The "Coming of Age" Trilogy (1984-1987)
[edit]Hou's "Coming of Age" trilogy includes the three films: A Summer at Grandpa's (1984), A Time to Live, A Time to Die (1985), and Daughter of the Nile (1987).
A Summer at Grandpa's (1984)
[edit]Hou's fifth feature film was A Summer at Grandpa's (1984), which won a Best Director award for Hou at the 1984 Asia-Pacific Film Festival and the Golden Montgolfiere award (tied with The Runner (1984)) at the 1985 Nantes Three Continents Festival, and the Prize of the Ecumenical Jury - Special Mention at the 1985 Locarno International Film Festival. The film was also nominated for a Best Child Star (Chi-Kuang Wang) and Best Adapted Screenplay (Chu T’ien-wen) at the 1984 Golden Horse Film Festival.[15] The film also starred fellow New Taiwanese filmmaker Edward Yang in a brief role, with Yang returning the favor by casting Hou in his film Taipei Story (1985).
A Time to Live, A Time to Die (1985)

- - - - - - -

**PROMPT A:** Return the part of the entries that opens with the line containing "like x=93, y=353." and closes with the line containing "x=496, y=188", with nothing else.
These entries are unrelated to the text about Hou's trilogy.

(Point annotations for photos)

- - - - - - -

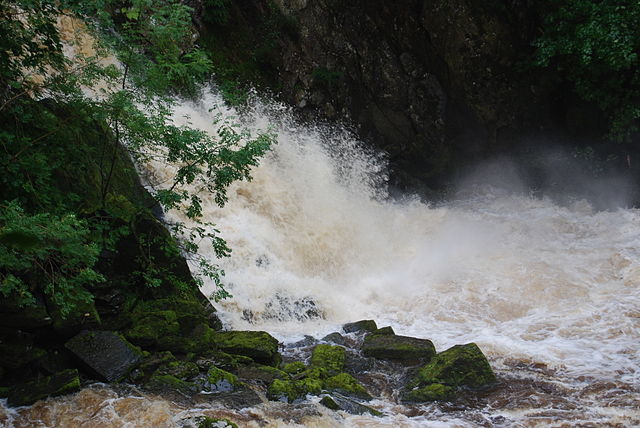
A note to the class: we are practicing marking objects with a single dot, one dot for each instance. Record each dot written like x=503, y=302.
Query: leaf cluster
x=595, y=44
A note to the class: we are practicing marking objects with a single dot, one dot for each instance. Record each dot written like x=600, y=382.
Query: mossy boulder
x=180, y=369
x=258, y=345
x=328, y=357
x=28, y=393
x=163, y=382
x=290, y=391
x=228, y=362
x=384, y=330
x=347, y=384
x=336, y=402
x=461, y=365
x=105, y=353
x=151, y=327
x=261, y=373
x=219, y=380
x=433, y=392
x=207, y=422
x=402, y=349
x=360, y=326
x=294, y=367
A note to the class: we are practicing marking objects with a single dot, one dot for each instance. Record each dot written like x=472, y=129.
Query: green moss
x=433, y=392
x=360, y=326
x=398, y=348
x=150, y=327
x=207, y=422
x=258, y=345
x=329, y=403
x=13, y=356
x=283, y=390
x=328, y=357
x=258, y=372
x=294, y=367
x=171, y=382
x=219, y=380
x=461, y=365
x=180, y=369
x=61, y=383
x=347, y=384
x=385, y=330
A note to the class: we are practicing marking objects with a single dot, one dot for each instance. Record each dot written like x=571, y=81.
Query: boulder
x=337, y=402
x=61, y=383
x=329, y=358
x=360, y=326
x=461, y=365
x=106, y=353
x=402, y=349
x=258, y=345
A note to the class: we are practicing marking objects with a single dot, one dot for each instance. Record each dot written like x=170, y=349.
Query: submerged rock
x=360, y=326
x=459, y=366
x=329, y=358
x=106, y=353
x=347, y=384
x=258, y=345
x=398, y=348
x=61, y=383
x=335, y=337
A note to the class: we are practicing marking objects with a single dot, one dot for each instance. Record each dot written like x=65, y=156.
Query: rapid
x=549, y=291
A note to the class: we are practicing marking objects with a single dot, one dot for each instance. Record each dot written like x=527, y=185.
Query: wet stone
x=360, y=326
x=107, y=354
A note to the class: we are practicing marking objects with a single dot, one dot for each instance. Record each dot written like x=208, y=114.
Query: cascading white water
x=549, y=292
x=314, y=234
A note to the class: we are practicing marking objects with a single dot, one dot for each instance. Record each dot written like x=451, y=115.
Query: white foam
x=522, y=277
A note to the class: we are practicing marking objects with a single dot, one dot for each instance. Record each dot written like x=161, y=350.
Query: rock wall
x=435, y=84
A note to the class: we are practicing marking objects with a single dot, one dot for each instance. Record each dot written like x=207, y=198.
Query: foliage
x=595, y=44
x=130, y=108
x=58, y=247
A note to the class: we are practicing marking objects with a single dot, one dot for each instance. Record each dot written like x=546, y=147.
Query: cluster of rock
x=179, y=353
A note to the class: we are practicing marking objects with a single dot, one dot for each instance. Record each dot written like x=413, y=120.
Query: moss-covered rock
x=433, y=392
x=384, y=330
x=398, y=348
x=228, y=362
x=207, y=422
x=461, y=365
x=360, y=326
x=180, y=369
x=261, y=373
x=219, y=380
x=106, y=353
x=347, y=384
x=337, y=402
x=167, y=382
x=328, y=357
x=150, y=327
x=294, y=367
x=61, y=383
x=258, y=345
x=14, y=355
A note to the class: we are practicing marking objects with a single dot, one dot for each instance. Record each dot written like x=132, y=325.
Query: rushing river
x=549, y=292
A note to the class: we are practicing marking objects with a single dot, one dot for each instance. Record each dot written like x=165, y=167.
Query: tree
x=595, y=44
x=154, y=42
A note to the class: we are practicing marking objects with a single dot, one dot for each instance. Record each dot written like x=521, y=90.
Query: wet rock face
x=61, y=383
x=398, y=348
x=105, y=353
x=432, y=83
x=458, y=366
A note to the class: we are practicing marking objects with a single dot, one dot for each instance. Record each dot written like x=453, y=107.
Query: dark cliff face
x=437, y=85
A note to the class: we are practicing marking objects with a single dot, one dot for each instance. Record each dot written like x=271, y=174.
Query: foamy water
x=549, y=292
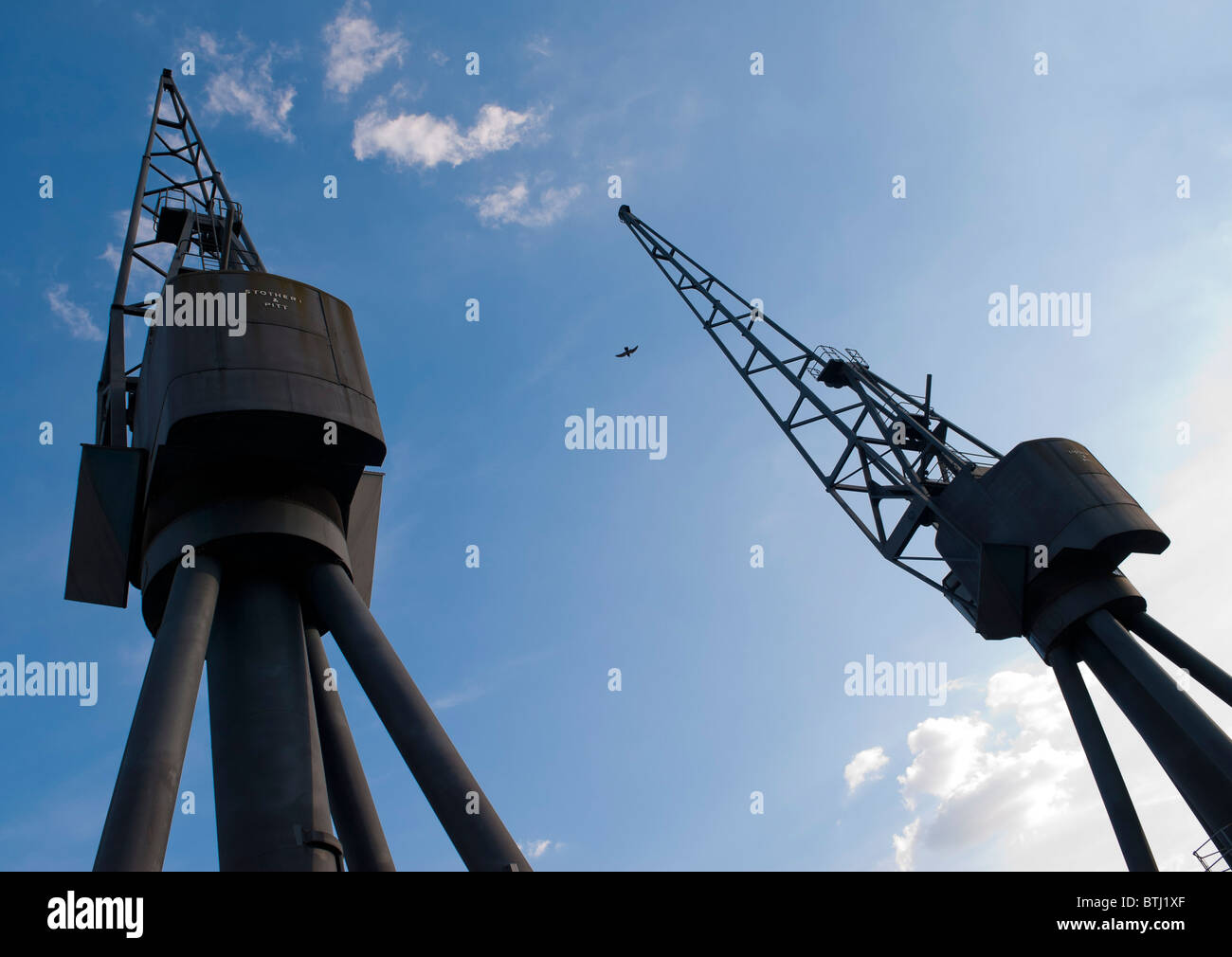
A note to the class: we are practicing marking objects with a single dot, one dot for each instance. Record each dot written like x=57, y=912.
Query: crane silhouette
x=1026, y=543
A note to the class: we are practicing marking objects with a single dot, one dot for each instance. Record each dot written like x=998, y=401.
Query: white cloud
x=472, y=693
x=243, y=85
x=867, y=765
x=537, y=849
x=423, y=139
x=904, y=845
x=513, y=205
x=356, y=48
x=73, y=316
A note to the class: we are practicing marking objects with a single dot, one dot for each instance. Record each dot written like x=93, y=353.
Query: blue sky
x=496, y=188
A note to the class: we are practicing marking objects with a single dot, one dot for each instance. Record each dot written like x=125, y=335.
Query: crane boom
x=1026, y=543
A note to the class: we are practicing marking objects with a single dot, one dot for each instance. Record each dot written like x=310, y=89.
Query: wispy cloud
x=357, y=48
x=243, y=85
x=514, y=205
x=472, y=693
x=867, y=765
x=73, y=316
x=537, y=849
x=423, y=139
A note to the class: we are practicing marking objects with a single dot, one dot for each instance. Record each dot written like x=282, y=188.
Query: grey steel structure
x=245, y=510
x=1026, y=543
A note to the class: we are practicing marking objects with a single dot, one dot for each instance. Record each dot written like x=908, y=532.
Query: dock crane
x=1026, y=543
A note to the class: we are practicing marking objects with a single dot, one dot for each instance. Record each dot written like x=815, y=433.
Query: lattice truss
x=881, y=452
x=181, y=218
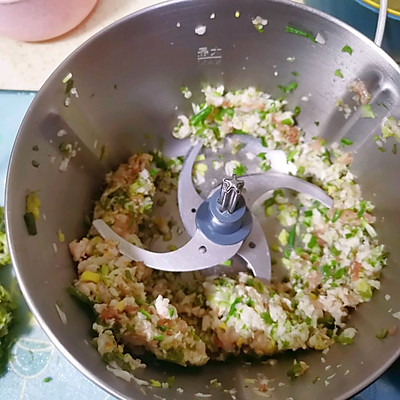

- - - - - - -

**PROMPT B:**
Answer from the passage on Hou's trilogy:
(i) Which film is the third in the "Coming of Age" trilogy?
(ii) At which festival did A Summer at Grandpa's win Hou a Best Director award?
(iii) In which film did Edward Yang cast Hou?

**CORRECT RESPONSE A:**
A note to the class: we are practicing marking objects with a single dot, one dot for each instance. Record each dot written like x=93, y=353.
Query: blue sky
x=496, y=188

**CORRECT RESPONSE B:**
(i) Daughter of the Nile (1987)
(ii) The 1984 Asia-Pacific Film Festival
(iii) Taipei Story (1985)